Start of Selected passage
UPDATE: Gretchen Carlson stepped down June 5 as board chairwoman of the Miss America Organization.
"With a promising network partnership, the time is ideal to give new leadership the opportunity to move forward with what has been accomplished,” Carlson said in her announcement. “Miss America will always be a part of who I am and I will enthusiastically watch as the organization continues to grow and succeed."
Carlson will be an advisor to the board, and is being replaced as chairwoman by Shantel Krebs, the former South Dakota secretary of state.
Annie Jorgensen was finishing up an appearance as Miss Georgia in September 2018 when she felt the first rumblings of a year that would be turned upside down.
Jorgensen had competed in a revamped Miss America two weeks earlier. The program had eschewed swimsuits and the word “pageant” for the first time in its 97-year history, the result of a seismic scandal within the Miss America Organization.
Many in the Miss America orbit thought the drama would subside after the national winner was crowned. But in Georgia, it was just beginning; Jorgensen would soon face a leadership change in the organization that made her feel like an “afterthought.” She would lose months of pay she thought was guaranteed. Longtime volunteers would be legally barred from working with the organization, and a new board would be assembled to push forward and keep the show running.
After nearly a year of chaos and confusion, a new Miss Georgia will be crowned on June 15 with no swimsuit, new leadership and many questions.
PREVIOUSLY | UGA grad crowned Miss Georgia; Miss Fulton County first runner-up
The changes have made some who have long been involved with Miss Georgia feel alienated from the organization, while others are hopeful for the future. All still have questions as to what that future will look like.
The new board is tasked with putting on the 75th Miss Georgia, the anniversary of an institution that has drawn young women for decades. Miss Georgia has historically been one of the state pageants with the largest number of contestants — more than 50 in 2017 and 2018 — and among the states considered most competitive by those who follow the Miss America Organization closely. Two Miss Americas have come from Georgia, including Betty Cantrell, Miss America 2016, and 21 more Miss Georgias — nearly a third of those crowned — have made the top 15 or higher at the pageant.
End of Selected passage
Start of Record extracts
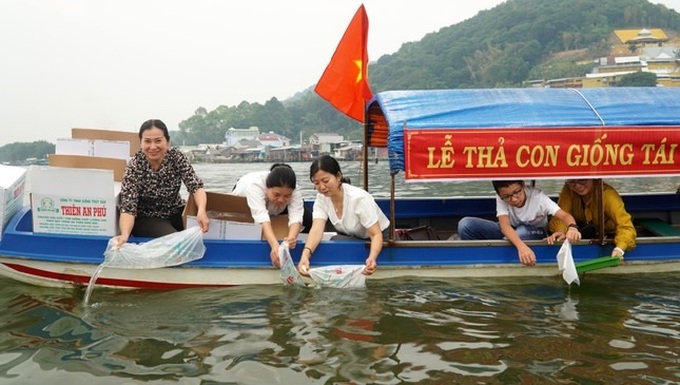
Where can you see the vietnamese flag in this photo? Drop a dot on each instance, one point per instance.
(344, 83)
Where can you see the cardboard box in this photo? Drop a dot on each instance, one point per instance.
(230, 218)
(73, 201)
(90, 162)
(12, 187)
(91, 133)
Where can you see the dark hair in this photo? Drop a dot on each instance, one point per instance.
(281, 175)
(147, 125)
(499, 184)
(328, 164)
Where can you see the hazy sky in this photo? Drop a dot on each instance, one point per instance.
(114, 64)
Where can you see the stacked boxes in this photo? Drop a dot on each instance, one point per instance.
(96, 149)
(77, 193)
(230, 218)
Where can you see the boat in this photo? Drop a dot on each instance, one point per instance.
(438, 136)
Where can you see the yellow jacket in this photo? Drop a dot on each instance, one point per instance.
(616, 218)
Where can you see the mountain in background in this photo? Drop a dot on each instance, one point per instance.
(514, 42)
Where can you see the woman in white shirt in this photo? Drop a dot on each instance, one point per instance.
(272, 193)
(352, 211)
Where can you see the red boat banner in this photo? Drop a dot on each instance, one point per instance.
(535, 153)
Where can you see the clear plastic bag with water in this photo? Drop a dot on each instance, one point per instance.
(169, 250)
(339, 276)
(289, 274)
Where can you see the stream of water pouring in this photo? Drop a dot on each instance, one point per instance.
(90, 285)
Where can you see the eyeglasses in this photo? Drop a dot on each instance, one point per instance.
(573, 182)
(515, 194)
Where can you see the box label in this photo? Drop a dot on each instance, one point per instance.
(73, 215)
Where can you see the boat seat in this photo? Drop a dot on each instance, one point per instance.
(659, 227)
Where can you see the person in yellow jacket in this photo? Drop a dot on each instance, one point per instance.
(581, 198)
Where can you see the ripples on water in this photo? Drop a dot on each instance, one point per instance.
(613, 329)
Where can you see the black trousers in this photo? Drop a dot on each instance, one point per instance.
(157, 227)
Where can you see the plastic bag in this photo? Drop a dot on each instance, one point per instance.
(421, 233)
(565, 263)
(339, 276)
(169, 250)
(289, 274)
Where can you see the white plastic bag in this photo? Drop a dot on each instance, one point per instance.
(565, 263)
(169, 250)
(289, 274)
(339, 276)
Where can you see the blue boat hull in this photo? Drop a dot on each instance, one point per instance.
(67, 260)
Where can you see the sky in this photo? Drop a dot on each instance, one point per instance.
(114, 64)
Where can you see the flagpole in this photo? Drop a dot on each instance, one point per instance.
(364, 150)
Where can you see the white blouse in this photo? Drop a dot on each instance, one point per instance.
(359, 212)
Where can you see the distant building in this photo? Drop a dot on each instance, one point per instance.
(234, 135)
(274, 140)
(325, 142)
(642, 36)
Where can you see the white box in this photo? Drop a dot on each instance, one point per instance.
(12, 186)
(68, 146)
(73, 201)
(221, 229)
(117, 149)
(111, 149)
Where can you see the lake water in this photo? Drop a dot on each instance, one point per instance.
(610, 330)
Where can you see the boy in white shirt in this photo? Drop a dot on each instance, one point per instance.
(523, 213)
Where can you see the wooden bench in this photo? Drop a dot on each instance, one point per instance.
(659, 227)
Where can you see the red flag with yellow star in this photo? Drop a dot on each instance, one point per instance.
(344, 83)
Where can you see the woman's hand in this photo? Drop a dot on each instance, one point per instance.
(203, 221)
(555, 237)
(274, 255)
(291, 241)
(573, 235)
(371, 266)
(119, 240)
(526, 255)
(303, 266)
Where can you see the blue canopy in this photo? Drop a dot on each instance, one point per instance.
(390, 112)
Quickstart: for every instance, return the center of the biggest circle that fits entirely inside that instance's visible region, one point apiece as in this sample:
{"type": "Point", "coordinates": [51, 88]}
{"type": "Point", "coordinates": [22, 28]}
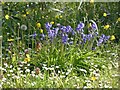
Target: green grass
{"type": "Point", "coordinates": [54, 64]}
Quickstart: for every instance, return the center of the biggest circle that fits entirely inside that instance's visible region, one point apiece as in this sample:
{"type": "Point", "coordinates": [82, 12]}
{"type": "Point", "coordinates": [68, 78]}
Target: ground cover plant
{"type": "Point", "coordinates": [60, 45]}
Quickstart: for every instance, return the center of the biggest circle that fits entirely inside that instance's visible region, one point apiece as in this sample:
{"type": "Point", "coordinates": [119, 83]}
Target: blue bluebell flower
{"type": "Point", "coordinates": [80, 27]}
{"type": "Point", "coordinates": [48, 26]}
{"type": "Point", "coordinates": [42, 36]}
{"type": "Point", "coordinates": [34, 35]}
{"type": "Point", "coordinates": [64, 38]}
{"type": "Point", "coordinates": [103, 39]}
{"type": "Point", "coordinates": [94, 26]}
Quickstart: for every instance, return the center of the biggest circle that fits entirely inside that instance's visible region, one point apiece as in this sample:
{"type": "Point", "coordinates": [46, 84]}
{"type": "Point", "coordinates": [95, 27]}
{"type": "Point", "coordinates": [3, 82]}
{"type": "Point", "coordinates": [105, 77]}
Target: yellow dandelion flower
{"type": "Point", "coordinates": [41, 30]}
{"type": "Point", "coordinates": [112, 37]}
{"type": "Point", "coordinates": [52, 22]}
{"type": "Point", "coordinates": [10, 40]}
{"type": "Point", "coordinates": [106, 27]}
{"type": "Point", "coordinates": [104, 14]}
{"type": "Point", "coordinates": [38, 25]}
{"type": "Point", "coordinates": [60, 16]}
{"type": "Point", "coordinates": [93, 78]}
{"type": "Point", "coordinates": [118, 19]}
{"type": "Point", "coordinates": [7, 16]}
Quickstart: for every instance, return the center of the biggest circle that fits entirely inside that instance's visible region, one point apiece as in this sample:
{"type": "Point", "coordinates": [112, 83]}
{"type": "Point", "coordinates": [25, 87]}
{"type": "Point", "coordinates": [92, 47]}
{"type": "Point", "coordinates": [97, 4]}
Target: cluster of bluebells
{"type": "Point", "coordinates": [65, 33]}
{"type": "Point", "coordinates": [102, 39]}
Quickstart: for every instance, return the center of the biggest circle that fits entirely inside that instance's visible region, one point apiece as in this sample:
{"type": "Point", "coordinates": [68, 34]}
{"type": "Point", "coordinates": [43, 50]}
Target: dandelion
{"type": "Point", "coordinates": [93, 78]}
{"type": "Point", "coordinates": [27, 59]}
{"type": "Point", "coordinates": [91, 1]}
{"type": "Point", "coordinates": [94, 26]}
{"type": "Point", "coordinates": [38, 46]}
{"type": "Point", "coordinates": [13, 58]}
{"type": "Point", "coordinates": [80, 27]}
{"type": "Point", "coordinates": [104, 14]}
{"type": "Point", "coordinates": [43, 17]}
{"type": "Point", "coordinates": [38, 25]}
{"type": "Point", "coordinates": [118, 19]}
{"type": "Point", "coordinates": [7, 16]}
{"type": "Point", "coordinates": [112, 37]}
{"type": "Point", "coordinates": [24, 15]}
{"type": "Point", "coordinates": [27, 70]}
{"type": "Point", "coordinates": [52, 22]}
{"type": "Point", "coordinates": [41, 30]}
{"type": "Point", "coordinates": [10, 40]}
{"type": "Point", "coordinates": [57, 16]}
{"type": "Point", "coordinates": [37, 70]}
{"type": "Point", "coordinates": [61, 16]}
{"type": "Point", "coordinates": [27, 12]}
{"type": "Point", "coordinates": [106, 27]}
{"type": "Point", "coordinates": [23, 27]}
{"type": "Point", "coordinates": [89, 25]}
End of Record extracts
Print the part of the Miss Georgia article from "UPDATE: Gretchen Carlson" up to and including "secretary of state.". The records were taken from a different source.

UPDATE: Gretchen Carlson stepped down June 5 as board chairwoman of the Miss America Organization.
"With a promising network partnership, the time is ideal to give new leadership the opportunity to move forward with what has been accomplished,” Carlson said in her announcement. “Miss America will always be a part of who I am and I will enthusiastically watch as the organization continues to grow and succeed."
Carlson will be an advisor to the board, and is being replaced as chairwoman by Shantel Krebs, the former South Dakota secretary of state.